**Фрагмент текста:**
Последней работой Марины Алексеевны в кино оказался фильм «Испытание верности». Она играла женщину, которой изменяет муж. В фильме он возвратился домой, в ее жизни – увы! – вышло иначе. Пырьев и Ладынина расстались. И хотя у нее были предложения сниматься у других режиссеров, на киностудию она не вернулась… В 1998 году, к 90-летию Марины Алексеевны Ладыниной, профессиональная киноакадемия «Ника» присвоила ей свой самый почетный приз: «За честь и достоинство».





Тамара Федоровна Макарова

(1907–1997)





А в конце 1920-х, когда ни Любовь Орлову, ни Марину Ладынину еще не знал киноэкран, на киностудию «Ленфильм» явилась удивительно красивая девушка в шелковом зеленом платье и в туфлях на высоких каблуках. Поскольку в советской моде тогда были полосатые футболки и спортивные тапочки, девушку приняли за иностранку. Но она была ленинградка, назвалась Тамарой Макаровой, студенткой Института экранных искусств и сказала, что хочет сниматься. Она была так хороша, что ей сразу стали давать роли, правда, маленькие и больше «заграничные»: Элли, Лиззи в фильмах про «буржуазное разложение». Но один начинающий режиссер, выходец из мастерской «ФЭКС» и исполнитель ролей злодеев в немых фильмах Козинцева и Трауберга по имени Сергей Аполлинариевич Герасимов (1906–1985) увидел ее по-иному, поручив «русскую» роль в комедии под симптоматичным названием «Люблю ли тебя?».

**Что нужно сделать:**
**1.** Какой приз получила Марина Ладынина от киноакадемии «Ника» в 1998 году, согласно тексту об актрисах?
**2.** Проверьте по тексту об актрисах, верны ли утверждения, и подтвердите каждый ответ точной цитатой:
(a) Тамара Макарова пришла на «Ленфильм» в конце 1920-х годов.
(b) После фильма «Испытание верности» Ладынина снималась у других режиссеров.
(c) На «Ленфильм» Макарова пришла в полосатой футболке и спортивных тапочках.
**3.** Продолжите текст об актрисах, начиная сразу после его последнего предложения.

**Исходный материал:**
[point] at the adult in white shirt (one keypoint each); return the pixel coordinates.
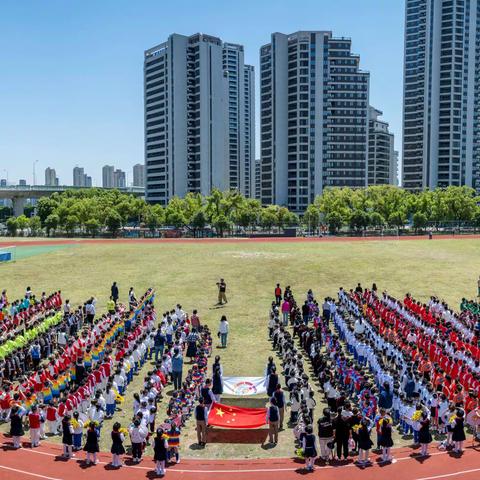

**Ответы на задания:**
**1.** Свой самый почетный приз «За честь и достоинство».

**2.**
(a) Да: «А в конце 1920-х, когда ни Любовь Орлову, ни Марину Ладынину еще не знал киноэкран, на киностудию «Ленфильм» явилась удивительно красивая девушка».
(b) Нет: «И хотя у нее были предложения сниматься у других режиссеров, на киностудию она не вернулась».
(c) Нет: «в шелковом зеленом платье и в туфлях на высоких каблуках».

**3.**
Так образовалась третья звездная чета кинематографа 30-х, которой посчастливится не расставаться до конца дней, стать союзом истинных единомышленников и долгожителей, сумевших вписаться в несколько новых эпох стремительного развития отечественного кино.

Появившись на экране в фильмах Герасимова, Тамара Макарова стала олицетворением русского национального характера и русской красоты. Таковы были ее героини Женя, Наташа, Груня – «Семеро смелых» (1936), «Комсомольск» (1938), «Учитель» (1939).

Арктический доктор Женя Охрименко, единственная женщина в героической семерке полярников, такая домашняя и женственная в своей мохнатой фуфайке, а рядом с ней любимейшее из любимых лиц того времени – молоденький Петр Алейников в своей дебютной роли Петьки Молибоги. И снежный буран, и пурга, и льды, и героика, и пафос, и специально подчеркиваемая постановщиком в этом неожиданном сочетании будничность, бытовая подробность этой небудничной обстановки, и – над всем этим «Лейся, песня, на просторе…».

А в «Учителе» уже привычный «сюжет возвышения» простушки, в данном случае подъем деревенской девушки Груни не на престижно-общественную, а на интеллектуальную вершину (она сдает экзамен и вдохновенно рассказывает, слегка окая, о жизненном подвиге Томаса Мюнцера), был сыгран Макаровой очень серьезно, с каким-то доверчивым простодушием, которое было мелодией ее молодых героинь.

Звезды экрана 1930-х – все прелестные, курносые, веселые, непосредственные, теплые, спортивные.





Зоя Алексеевна Федорова

(1907–1981)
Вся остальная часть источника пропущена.